** Document segment **
◇ ◇ ◇ ◇ ◇

When I was a young budding actress I auditioned for many stereotypical roles. Needless to say, it left me feeling unfulfilled and ... weird. I knew I was not tapping into my potential, which at some point caused me to turn inward and ask “Do I want to be a pawn or a pioneer?” Around the time I was having this existential crisis, I watched the famous interview between Bruce Lee and Pierre Berton shot in Hong Kong, 1971. This was a turning point for me. Bruce Lee was the first Asian American actor/martial artist to star in a major Hollywood picture (“Enter the Dragon” shot in Hong Kong 1972). In one of Lee’s responses to Berton’s questions, he says something to the effect of “Maybe 30 years ago if you were to ask about a Chinese guy starring in a television show it wouldn’t seem possible. But now I say ‘maybe man’.” It really hit me that that interview took place about 40 years ago. Things are changing very slowly (not surprisingly) in the mainstream world of entertainment. But in the wonderful Off-Off-Broadway scene, creative diversity flourishes. My long journey in creating Lee/gendary (my gender bending multidisciplinary play based on Bruce Lee’s life) has brought me the gratification of being able to create a dream role and bring it into fruition --with the collective support and collaborative effort namely of writer Derek Nguyen, director Suzi Takahashi (IT Award recipient for Outstanding director) and composer Jen Shyu. Being acknowledged (2009 IT award for Outstanding Production of a Play) gives me confidence that there is a place outside of the commercial industry at large- that is pure and real; where diverse voices are heard without compromise. This is the place of genesis for larger things to come. My aforementioned lack of fulfillment and frustration has been replaced with hope. .. Patience is next on the list.



  1. Yes, we are visible in down-town, experimental theatre, which is great! But the mainstream viewers will not know we exist in numbers until the mainstream entertainment media will show images of us doing normal things. I want my children, and all of their friends, see images of all the people populating this country, including Asians. It is very evident, yet no one dares talk about it, that there is a painful hole in the "color blindness" of the entertainments industry.

◇ ◇ ◇ ◇ ◇

** Image-backed grounding data **
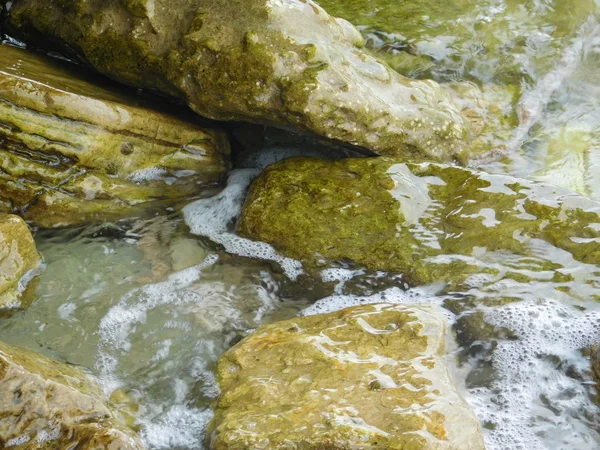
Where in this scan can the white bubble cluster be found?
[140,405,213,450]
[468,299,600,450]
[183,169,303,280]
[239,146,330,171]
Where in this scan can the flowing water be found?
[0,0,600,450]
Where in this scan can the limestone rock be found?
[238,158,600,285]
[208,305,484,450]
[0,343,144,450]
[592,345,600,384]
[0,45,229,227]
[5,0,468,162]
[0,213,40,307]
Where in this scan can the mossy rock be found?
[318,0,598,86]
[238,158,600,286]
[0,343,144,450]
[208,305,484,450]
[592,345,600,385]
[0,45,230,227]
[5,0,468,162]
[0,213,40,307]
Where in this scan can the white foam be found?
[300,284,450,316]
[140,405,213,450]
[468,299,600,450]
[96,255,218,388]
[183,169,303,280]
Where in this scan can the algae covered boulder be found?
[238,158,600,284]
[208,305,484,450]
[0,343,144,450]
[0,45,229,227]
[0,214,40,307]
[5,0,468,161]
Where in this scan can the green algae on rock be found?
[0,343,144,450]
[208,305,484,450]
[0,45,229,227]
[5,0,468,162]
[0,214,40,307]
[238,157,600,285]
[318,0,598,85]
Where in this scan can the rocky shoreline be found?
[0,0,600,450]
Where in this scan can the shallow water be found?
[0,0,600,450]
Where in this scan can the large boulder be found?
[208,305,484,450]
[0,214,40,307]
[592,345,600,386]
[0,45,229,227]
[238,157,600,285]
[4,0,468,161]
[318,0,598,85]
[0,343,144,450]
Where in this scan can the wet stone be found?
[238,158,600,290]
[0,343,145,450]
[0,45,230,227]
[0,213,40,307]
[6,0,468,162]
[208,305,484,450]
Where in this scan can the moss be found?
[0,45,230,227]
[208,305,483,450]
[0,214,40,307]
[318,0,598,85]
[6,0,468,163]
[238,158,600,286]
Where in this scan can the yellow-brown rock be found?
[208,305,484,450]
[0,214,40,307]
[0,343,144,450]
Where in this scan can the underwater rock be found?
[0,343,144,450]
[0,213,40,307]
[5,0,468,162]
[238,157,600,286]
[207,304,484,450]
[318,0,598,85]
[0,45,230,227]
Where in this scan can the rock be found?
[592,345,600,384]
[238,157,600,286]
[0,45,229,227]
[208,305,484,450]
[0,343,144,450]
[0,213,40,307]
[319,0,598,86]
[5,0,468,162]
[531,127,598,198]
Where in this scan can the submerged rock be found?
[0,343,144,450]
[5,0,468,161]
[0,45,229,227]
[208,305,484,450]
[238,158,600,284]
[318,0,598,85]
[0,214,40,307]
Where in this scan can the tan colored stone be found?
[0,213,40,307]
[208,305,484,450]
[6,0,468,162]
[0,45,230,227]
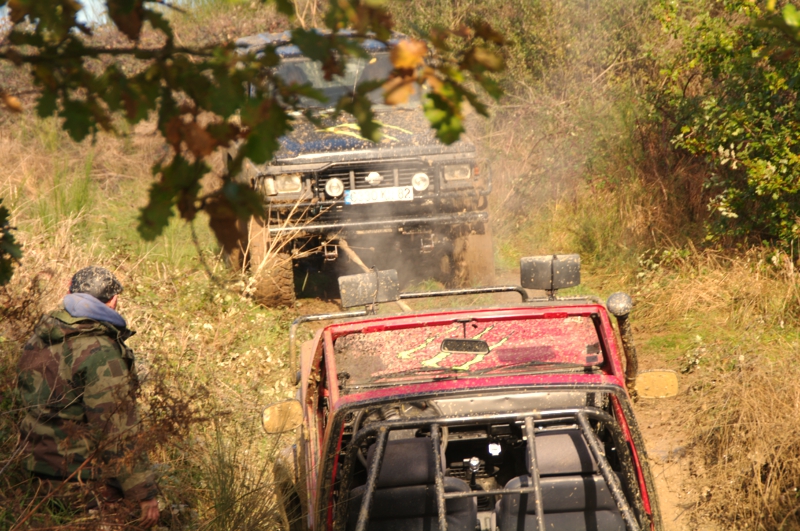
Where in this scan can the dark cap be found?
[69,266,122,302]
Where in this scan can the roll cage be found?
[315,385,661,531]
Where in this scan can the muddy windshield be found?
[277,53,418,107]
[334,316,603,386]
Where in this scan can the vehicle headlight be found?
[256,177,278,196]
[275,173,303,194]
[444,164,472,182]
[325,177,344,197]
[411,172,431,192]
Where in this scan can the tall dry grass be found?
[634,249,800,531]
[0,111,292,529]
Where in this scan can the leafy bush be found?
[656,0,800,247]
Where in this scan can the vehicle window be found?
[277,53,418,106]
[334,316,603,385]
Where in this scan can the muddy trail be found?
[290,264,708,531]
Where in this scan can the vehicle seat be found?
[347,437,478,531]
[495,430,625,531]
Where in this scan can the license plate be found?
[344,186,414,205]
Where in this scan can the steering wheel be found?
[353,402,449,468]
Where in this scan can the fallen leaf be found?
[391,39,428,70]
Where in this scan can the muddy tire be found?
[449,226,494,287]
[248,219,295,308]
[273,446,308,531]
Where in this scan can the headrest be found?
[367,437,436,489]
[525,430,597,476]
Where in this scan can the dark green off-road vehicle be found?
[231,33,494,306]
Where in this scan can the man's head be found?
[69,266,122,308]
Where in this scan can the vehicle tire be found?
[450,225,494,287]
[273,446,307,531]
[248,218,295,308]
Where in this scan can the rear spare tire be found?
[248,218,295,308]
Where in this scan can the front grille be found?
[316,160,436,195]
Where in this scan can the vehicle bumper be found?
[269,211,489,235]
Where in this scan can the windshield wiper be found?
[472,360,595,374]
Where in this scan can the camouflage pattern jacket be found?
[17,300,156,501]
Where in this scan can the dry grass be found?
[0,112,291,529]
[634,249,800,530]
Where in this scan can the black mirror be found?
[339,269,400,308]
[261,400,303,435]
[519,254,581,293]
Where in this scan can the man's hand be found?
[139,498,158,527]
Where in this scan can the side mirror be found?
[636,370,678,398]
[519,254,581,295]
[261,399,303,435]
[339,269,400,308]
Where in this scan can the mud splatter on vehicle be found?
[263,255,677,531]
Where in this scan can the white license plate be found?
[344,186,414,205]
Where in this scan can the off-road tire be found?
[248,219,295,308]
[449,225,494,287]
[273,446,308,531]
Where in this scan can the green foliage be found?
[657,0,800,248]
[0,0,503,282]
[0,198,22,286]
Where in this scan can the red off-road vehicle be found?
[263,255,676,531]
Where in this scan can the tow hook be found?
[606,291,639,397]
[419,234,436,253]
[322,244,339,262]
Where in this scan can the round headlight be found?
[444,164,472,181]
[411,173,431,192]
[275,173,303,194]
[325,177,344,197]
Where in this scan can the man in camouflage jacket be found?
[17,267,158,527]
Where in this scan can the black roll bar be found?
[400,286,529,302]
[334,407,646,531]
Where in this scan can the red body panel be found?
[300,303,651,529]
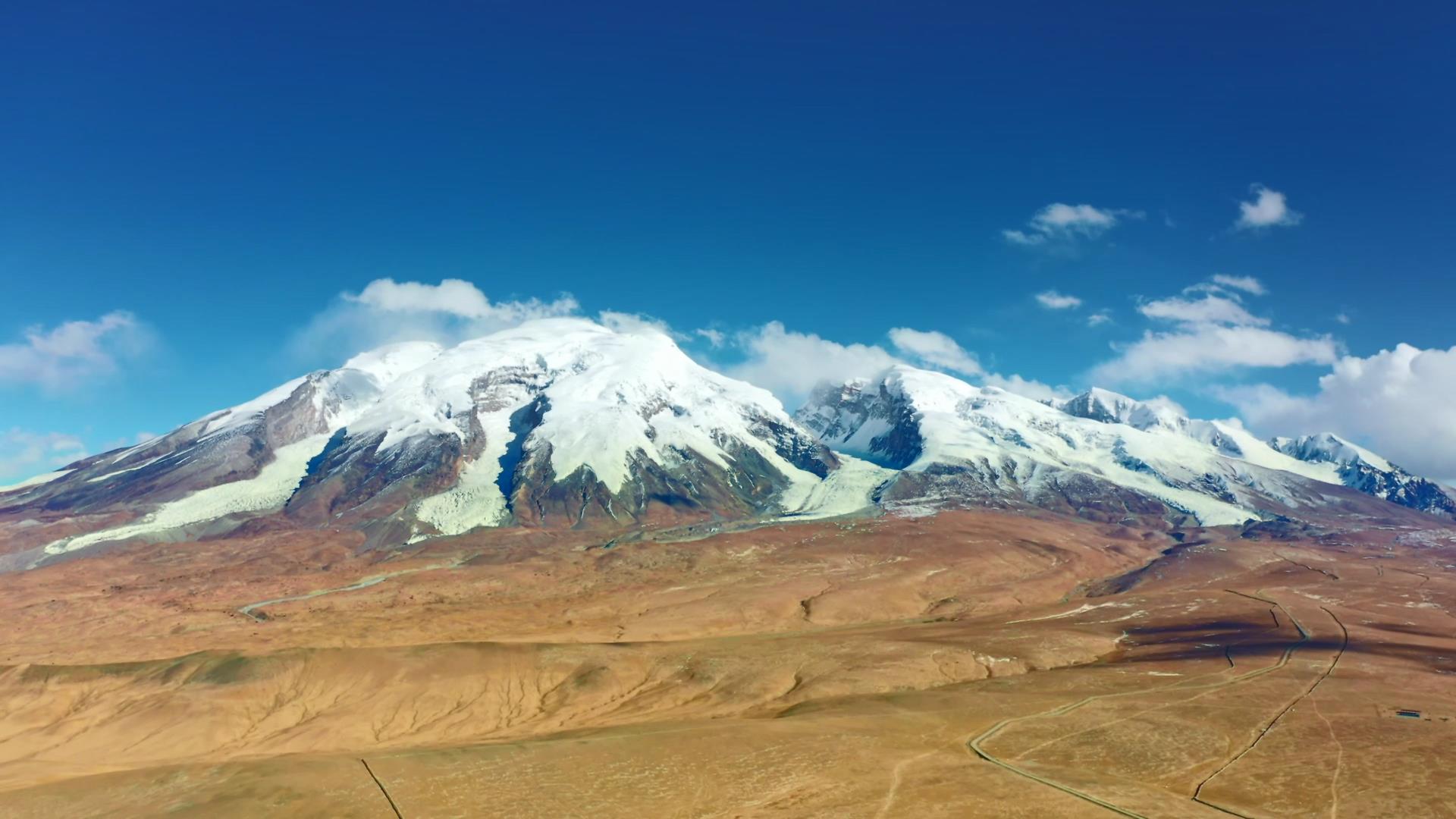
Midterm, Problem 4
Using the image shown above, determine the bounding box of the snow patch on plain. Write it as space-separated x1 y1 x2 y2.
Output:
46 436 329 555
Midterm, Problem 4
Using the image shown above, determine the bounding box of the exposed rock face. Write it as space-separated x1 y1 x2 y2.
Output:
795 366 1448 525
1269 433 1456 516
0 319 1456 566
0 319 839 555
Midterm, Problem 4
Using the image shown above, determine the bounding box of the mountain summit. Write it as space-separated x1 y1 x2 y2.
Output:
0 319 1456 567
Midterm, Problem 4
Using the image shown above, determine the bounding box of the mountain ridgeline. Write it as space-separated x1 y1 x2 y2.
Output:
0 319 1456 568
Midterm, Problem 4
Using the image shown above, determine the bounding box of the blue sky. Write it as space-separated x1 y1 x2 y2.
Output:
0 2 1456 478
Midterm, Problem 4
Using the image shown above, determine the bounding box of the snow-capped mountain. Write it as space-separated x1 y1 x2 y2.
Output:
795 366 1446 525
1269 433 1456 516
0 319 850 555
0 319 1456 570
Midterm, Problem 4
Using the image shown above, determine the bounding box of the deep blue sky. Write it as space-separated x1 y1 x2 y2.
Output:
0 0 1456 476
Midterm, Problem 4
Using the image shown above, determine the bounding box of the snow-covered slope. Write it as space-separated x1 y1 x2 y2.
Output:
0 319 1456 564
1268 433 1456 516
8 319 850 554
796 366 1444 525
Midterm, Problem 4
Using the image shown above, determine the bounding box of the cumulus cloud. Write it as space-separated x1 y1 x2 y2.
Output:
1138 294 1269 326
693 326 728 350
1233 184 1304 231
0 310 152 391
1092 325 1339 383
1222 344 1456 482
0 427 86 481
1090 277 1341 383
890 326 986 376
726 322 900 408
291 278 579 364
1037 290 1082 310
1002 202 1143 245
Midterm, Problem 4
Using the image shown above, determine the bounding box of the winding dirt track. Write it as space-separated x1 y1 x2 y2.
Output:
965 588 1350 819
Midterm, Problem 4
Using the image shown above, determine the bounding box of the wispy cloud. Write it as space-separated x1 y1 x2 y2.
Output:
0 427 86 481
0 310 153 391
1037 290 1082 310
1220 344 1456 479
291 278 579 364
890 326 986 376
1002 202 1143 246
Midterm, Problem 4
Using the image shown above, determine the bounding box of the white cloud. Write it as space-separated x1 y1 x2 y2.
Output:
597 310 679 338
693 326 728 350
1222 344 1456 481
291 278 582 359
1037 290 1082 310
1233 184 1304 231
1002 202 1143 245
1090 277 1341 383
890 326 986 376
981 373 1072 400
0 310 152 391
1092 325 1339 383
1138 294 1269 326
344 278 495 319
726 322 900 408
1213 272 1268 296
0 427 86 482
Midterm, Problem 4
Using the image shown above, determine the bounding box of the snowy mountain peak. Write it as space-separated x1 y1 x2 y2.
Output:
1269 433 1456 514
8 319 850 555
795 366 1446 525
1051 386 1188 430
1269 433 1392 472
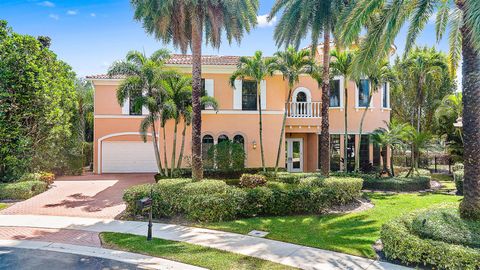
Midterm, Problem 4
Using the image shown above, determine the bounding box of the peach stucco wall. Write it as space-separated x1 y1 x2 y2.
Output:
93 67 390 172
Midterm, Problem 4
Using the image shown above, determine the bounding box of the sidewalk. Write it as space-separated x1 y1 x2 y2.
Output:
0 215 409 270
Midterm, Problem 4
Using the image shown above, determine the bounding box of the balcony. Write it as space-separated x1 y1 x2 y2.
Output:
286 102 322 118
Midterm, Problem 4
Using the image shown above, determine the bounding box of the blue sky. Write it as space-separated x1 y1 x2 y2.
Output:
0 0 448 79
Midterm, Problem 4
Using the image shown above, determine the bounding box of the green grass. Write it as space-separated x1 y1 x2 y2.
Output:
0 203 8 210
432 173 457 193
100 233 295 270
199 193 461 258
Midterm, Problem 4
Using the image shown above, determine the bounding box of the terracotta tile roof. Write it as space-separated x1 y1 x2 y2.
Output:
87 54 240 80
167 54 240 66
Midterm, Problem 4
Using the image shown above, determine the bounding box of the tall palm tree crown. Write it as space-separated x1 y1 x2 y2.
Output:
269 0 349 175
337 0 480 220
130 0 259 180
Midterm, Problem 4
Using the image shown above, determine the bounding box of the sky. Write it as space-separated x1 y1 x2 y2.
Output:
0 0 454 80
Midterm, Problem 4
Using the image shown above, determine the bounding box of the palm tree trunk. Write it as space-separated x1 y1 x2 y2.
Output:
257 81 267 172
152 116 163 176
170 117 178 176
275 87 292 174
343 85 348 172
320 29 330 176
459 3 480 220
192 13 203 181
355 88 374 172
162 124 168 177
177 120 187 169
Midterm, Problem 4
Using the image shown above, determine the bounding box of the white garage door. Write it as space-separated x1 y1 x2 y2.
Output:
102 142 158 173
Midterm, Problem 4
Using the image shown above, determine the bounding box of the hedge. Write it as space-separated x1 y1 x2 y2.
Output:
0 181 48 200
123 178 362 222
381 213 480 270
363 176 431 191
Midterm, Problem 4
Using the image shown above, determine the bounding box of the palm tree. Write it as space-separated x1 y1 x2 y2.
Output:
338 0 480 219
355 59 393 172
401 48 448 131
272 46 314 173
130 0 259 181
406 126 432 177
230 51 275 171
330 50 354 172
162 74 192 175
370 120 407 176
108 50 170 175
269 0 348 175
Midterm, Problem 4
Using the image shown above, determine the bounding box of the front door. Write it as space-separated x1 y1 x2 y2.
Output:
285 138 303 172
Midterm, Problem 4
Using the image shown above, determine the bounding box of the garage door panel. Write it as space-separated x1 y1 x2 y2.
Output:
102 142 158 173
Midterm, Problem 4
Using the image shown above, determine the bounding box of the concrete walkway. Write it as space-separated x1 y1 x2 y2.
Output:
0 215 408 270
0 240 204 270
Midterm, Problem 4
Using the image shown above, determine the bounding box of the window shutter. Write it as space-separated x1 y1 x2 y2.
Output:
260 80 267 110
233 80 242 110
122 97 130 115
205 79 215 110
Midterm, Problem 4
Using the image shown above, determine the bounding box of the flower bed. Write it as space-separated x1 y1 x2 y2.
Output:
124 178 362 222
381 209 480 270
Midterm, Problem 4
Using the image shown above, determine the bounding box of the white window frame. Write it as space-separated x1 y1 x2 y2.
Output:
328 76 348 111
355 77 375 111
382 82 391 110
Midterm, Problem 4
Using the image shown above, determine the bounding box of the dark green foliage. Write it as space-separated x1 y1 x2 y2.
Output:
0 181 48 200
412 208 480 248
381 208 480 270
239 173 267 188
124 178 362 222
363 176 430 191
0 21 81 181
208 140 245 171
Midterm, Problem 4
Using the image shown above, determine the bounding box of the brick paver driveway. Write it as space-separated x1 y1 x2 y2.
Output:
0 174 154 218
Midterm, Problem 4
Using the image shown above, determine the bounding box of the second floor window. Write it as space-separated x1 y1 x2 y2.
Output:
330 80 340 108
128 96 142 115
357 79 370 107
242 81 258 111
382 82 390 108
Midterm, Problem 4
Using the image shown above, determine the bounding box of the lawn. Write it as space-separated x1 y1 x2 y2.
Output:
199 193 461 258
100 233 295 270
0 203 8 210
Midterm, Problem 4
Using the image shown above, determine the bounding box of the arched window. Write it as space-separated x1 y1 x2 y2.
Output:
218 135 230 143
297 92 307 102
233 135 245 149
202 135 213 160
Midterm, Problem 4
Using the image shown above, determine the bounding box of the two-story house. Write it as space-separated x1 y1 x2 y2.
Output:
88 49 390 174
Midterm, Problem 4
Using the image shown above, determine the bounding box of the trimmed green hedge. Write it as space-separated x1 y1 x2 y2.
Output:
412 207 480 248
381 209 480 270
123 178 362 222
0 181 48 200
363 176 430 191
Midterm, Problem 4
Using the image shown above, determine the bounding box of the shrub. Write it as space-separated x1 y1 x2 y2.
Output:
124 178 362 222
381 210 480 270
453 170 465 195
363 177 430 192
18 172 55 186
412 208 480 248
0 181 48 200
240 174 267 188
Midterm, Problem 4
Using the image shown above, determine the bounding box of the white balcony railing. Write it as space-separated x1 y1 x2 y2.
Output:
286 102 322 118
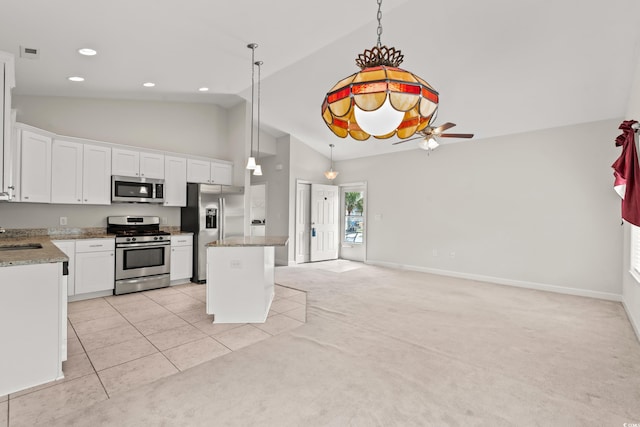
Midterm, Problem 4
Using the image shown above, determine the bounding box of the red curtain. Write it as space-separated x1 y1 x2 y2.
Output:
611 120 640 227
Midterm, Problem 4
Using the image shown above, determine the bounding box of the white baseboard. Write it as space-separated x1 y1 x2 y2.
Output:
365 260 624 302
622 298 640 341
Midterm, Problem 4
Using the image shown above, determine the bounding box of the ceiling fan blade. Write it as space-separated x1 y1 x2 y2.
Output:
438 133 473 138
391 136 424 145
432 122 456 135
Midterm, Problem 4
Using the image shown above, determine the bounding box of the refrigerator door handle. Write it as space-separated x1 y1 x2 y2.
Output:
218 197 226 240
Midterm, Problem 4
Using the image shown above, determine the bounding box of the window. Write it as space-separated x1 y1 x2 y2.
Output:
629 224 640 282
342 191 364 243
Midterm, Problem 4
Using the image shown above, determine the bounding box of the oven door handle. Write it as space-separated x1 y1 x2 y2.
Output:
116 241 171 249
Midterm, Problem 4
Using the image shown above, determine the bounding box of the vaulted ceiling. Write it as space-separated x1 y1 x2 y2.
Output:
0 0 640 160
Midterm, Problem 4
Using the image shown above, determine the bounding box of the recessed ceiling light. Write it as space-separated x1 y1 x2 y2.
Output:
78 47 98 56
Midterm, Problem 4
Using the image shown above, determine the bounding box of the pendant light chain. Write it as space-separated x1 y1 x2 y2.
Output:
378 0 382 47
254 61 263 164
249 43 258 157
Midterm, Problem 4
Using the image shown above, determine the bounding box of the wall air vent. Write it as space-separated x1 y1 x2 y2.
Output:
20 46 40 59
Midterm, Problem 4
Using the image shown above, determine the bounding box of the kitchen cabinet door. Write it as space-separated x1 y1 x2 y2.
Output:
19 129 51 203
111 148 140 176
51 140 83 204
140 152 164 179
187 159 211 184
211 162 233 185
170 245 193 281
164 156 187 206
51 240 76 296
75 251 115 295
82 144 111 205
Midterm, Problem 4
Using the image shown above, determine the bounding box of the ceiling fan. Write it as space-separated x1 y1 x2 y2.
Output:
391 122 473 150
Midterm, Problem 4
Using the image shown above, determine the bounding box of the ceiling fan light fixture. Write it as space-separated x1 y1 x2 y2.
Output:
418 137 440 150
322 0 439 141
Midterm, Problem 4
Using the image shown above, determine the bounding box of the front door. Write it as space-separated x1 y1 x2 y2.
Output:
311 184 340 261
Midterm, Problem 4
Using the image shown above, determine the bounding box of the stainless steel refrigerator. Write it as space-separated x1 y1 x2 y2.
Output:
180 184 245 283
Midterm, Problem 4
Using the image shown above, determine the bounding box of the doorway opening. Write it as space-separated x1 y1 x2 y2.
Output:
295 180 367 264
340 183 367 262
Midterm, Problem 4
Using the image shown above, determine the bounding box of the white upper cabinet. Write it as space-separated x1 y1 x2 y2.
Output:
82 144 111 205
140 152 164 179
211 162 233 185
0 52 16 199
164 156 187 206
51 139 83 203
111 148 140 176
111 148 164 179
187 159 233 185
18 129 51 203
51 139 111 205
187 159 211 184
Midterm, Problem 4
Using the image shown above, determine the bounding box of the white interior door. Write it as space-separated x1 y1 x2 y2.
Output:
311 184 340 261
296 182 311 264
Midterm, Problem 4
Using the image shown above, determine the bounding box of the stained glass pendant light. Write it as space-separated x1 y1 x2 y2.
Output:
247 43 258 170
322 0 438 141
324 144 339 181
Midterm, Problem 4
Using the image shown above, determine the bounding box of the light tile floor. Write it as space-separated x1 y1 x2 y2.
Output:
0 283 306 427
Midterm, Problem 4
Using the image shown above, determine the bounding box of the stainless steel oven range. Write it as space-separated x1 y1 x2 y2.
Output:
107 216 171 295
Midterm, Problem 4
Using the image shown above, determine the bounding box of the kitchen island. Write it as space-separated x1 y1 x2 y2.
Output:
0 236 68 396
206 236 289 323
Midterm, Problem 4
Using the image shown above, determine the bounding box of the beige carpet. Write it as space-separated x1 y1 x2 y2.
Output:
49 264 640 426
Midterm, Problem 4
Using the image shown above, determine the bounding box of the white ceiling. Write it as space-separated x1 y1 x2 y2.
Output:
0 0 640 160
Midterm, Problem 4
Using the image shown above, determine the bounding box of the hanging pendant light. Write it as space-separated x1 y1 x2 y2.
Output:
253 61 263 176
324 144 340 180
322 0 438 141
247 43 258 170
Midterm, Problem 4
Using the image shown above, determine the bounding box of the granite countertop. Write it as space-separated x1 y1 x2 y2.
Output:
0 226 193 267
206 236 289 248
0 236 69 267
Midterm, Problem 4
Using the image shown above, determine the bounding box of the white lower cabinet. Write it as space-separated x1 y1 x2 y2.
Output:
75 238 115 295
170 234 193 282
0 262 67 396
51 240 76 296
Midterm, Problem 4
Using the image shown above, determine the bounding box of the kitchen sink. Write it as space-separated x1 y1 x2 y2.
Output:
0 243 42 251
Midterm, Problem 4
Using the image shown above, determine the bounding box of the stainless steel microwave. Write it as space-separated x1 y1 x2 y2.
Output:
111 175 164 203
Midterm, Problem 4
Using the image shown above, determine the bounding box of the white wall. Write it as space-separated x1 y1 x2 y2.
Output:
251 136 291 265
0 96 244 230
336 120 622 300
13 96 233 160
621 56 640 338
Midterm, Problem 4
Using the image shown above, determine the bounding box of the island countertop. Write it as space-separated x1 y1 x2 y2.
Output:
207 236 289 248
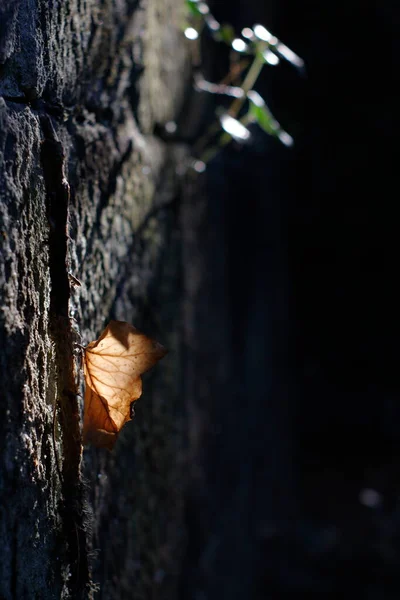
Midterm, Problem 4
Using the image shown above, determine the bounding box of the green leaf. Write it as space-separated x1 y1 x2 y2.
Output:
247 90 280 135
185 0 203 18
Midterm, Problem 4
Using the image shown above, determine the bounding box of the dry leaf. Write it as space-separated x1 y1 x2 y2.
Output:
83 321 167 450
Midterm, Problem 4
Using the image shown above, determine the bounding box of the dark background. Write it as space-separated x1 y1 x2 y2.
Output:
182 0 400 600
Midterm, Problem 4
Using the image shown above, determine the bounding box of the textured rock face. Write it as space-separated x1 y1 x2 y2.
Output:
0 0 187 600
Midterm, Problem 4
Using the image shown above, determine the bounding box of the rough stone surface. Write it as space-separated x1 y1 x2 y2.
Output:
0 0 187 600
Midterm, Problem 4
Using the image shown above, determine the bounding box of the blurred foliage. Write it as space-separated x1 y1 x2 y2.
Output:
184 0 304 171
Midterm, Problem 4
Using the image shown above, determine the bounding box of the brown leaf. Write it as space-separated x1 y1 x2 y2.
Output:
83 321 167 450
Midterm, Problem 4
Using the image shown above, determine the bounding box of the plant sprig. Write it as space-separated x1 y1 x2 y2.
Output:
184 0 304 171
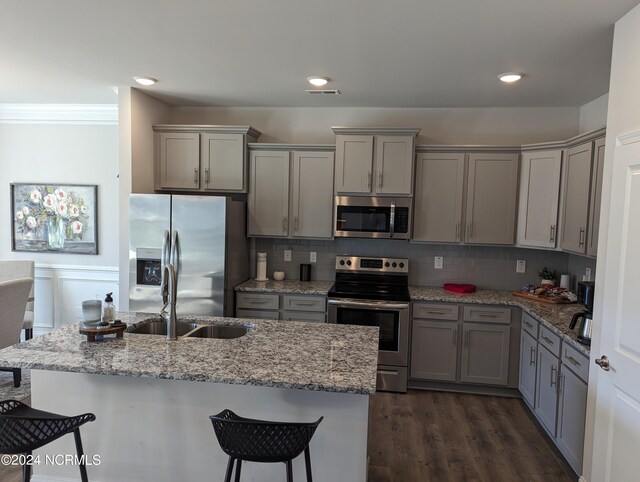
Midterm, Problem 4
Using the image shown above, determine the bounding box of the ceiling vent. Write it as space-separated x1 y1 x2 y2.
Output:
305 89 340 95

◇ ◇ ◇ ◇ ◇

** Assignment **
Decide whether each statement agrees with the Bruce Lee passage, answering yes or no and quoting the words that settle it: 1. "Enter the Dragon" was shot in Hong Kong in 1972. 2. The interview between Bruce Lee and Pierre Berton was filmed in Los Angeles. 3. Suzi Takahashi composed the music for Lee/gendary. Rely only on the text for what comes next.

** Written solution **
1. Yes: "(“Enter the Dragon” shot in Hong Kong 1972)"
2. No: "the famous interview between Bruce Lee and Pierre Berton shot in Hong Kong, 1971"
3. No: "director Suzi Takahashi (IT Award recipient for Outstanding director) and composer Jen Shyu"